▶ [INSTRUCTIONS FOR THE TASK]: Your answer must be every line below, repeated exactly.

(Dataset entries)
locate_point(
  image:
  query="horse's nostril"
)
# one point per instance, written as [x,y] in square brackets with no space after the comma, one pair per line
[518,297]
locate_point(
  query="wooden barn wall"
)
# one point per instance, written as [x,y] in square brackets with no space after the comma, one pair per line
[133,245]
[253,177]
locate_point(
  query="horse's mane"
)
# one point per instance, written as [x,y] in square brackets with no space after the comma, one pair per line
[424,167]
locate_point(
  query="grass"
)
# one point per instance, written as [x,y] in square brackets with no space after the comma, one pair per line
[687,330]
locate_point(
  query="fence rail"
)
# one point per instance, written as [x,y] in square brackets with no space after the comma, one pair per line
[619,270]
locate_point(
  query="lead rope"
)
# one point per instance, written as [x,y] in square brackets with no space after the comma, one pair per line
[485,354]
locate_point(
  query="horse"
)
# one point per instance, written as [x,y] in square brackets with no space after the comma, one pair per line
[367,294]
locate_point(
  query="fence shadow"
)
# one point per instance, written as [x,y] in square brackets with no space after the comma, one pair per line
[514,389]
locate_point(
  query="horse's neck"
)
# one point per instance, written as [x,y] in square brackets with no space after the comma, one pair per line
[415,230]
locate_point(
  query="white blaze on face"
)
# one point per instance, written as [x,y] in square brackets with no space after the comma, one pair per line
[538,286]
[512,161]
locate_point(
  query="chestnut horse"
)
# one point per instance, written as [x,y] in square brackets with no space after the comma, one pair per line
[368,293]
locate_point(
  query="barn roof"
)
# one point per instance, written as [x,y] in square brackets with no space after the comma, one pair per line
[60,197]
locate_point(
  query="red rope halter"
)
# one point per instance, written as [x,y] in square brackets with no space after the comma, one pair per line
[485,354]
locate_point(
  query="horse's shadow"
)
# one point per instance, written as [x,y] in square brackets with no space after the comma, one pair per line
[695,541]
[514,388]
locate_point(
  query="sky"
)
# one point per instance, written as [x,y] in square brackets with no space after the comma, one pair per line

▶ [SOLUTION TO THE PROBLEM]:
locate_point(
  image:
  query="horse's nostril"
)
# one point per instance, written as [x,y] in square brackets with no space after the comma, one pair per line
[518,297]
locate_point(
  query="wooden barn wall"
)
# one point per instance, written as [x,y] in square brackets with no space after the comma, one pair per line
[133,245]
[253,177]
locate_point(
  query="horse's mane"
)
# one point per instance, written as [x,y] in square brackets with no space after the comma, one pair per line
[424,167]
locate_point(
  query="grass"
)
# one point per instance, written as [x,y] in square brackets with no space after the comma, one pair per line
[687,330]
locate_point(
  query="fence rail"
)
# one point per instance, written as [x,y] in square brackets with no space after the comma, one pair per line
[619,270]
locate_point(
  query="lead rope"
)
# one point per instance, written as [x,y] in square brackets with no space after the comma, one pair per line
[485,354]
locate_point(
  query="horse"
)
# one point per instance, written as [x,y] in square brackets with no space after the comma, one pair per line
[367,294]
locate_point(
  query="fence shadow"
)
# one point per instance, written as [x,y] in square brackets with no space after the comma, one pair per line
[514,389]
locate_point(
  query="horse's neck"
)
# one point per instance, written as [x,y] in square brackets with no space after the comma, one pair per line
[415,230]
locate_point(
  query="white blaze on face"
)
# one point per instance, written as [x,y] in square brackets with no space after the comma, one pair per line
[538,286]
[512,161]
locate_point(
  query="chestnut horse"
)
# one point per instance, written as [x,y] in square brackets with no space after the comma, one pair per line
[368,293]
locate_point(
  query="barn roof"
)
# one point per instance, written as [x,y] in square brackets with no space after the comma, one pair per line
[60,197]
locate_point(
  query="red rope halter"
)
# one point per instance, written as [x,y] in square brackets with no space after the comma, one pair per line
[485,354]
locate_point(
  query="horse's shadow"
)
# one point per instance, written as [x,y] in square brackets with no space after the comma, one pair per line
[695,541]
[514,388]
locate_point(
  query="sky"
)
# one point per instance, written as [x,y] in square brackets with no space after the comma, one pair per line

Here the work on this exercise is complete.